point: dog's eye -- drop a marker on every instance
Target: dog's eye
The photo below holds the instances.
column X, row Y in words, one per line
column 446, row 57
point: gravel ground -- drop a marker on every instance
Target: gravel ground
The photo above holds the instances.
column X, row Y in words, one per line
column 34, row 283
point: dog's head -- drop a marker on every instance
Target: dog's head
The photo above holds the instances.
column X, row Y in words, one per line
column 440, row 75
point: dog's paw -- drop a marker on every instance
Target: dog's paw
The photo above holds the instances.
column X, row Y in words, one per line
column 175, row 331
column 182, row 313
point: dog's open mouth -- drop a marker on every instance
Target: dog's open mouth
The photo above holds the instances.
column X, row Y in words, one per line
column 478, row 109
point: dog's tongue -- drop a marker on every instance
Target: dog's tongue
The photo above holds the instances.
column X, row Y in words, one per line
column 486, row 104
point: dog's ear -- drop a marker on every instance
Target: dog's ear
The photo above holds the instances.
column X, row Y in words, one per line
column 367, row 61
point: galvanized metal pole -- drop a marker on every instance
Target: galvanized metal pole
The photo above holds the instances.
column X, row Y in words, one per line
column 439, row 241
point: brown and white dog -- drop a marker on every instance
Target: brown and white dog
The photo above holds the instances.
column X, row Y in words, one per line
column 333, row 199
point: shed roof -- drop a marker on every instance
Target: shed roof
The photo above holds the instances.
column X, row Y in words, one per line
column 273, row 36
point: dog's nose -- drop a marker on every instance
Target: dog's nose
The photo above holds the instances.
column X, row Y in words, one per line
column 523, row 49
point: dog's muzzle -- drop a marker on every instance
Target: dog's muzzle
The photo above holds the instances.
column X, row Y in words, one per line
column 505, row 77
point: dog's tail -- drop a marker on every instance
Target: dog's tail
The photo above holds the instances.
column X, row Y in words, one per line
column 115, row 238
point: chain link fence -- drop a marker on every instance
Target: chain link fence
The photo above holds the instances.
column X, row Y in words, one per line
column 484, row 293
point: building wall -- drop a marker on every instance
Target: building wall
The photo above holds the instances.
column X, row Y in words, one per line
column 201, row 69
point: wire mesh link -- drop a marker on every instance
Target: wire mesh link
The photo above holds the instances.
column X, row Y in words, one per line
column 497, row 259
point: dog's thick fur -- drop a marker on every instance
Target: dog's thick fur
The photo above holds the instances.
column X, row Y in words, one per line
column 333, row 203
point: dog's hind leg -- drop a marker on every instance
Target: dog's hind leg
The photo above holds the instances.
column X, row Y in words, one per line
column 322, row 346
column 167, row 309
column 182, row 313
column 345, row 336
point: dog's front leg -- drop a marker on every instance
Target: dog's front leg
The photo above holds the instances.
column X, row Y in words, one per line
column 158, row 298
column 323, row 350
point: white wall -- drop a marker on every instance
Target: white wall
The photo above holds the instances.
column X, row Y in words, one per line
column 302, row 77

# # #

WHAT TO PRODUCE. Reproduce the entries above exactly, starting at their first line and finishing with the line that contains "Target: chain link fence".

RESULT BELOW.
point: dog's eye -- drop a marker on every instance
Target: dog's eye
The photo below holds the instances.
column X, row Y in words, one per line
column 446, row 57
point: gravel ground -- drop a marker on every instance
Target: gravel ground
The photo above holds the instances.
column X, row Y in words, one per line
column 34, row 283
point: dog's head -- drop a marker on every instance
Target: dog's head
The photo above holds the instances.
column X, row Y in words, one per line
column 440, row 75
point: dog's paw -- drop a marker on every instance
Target: dog's paw
The photo above holds the instances.
column X, row Y in words, one per line
column 175, row 331
column 182, row 313
point: dog's open mouth -- drop a marker on every instance
Target: dog's open mouth
The photo above holds the instances.
column X, row Y in words, one per line
column 478, row 109
point: dog's tongue -- drop a marker on every instance
Target: dog's tongue
The photo above holds the instances.
column X, row Y in words, one per line
column 486, row 104
point: dog's ear -- drop a marker on every instance
Target: dog's ear
The photo above holds the instances.
column X, row Y in words, one per line
column 367, row 61
point: galvanized metal pole -- drop a marker on every instance
Target: galvanized metal pole
The photo above holds the instances.
column X, row Y in words, one per line
column 439, row 241
point: brown and white dog -- drop a marker on every instance
Target: brown and white dog
The photo above holds the instances.
column X, row Y in words, one per line
column 333, row 199
point: shed roof -- drop a marker on every instance
Target: shed roof
The photo above holds the instances.
column X, row Y in words, one per line
column 273, row 36
point: dog's nose -- drop a marker on every instance
Target: dog's nose
The photo above holds the instances.
column X, row Y in words, one per line
column 523, row 49
point: dog's muzzle -- drop a marker on every instance
Target: dog's muzzle
The photo above holds the instances.
column X, row Y in words, one per line
column 505, row 77
point: dog's tail -- drop a marker on every instance
Target: dog's tail
The photo above holds the instances.
column X, row Y in words, one per line
column 115, row 238
point: chain link fence -- drop a marker on every instance
Target: chain link fence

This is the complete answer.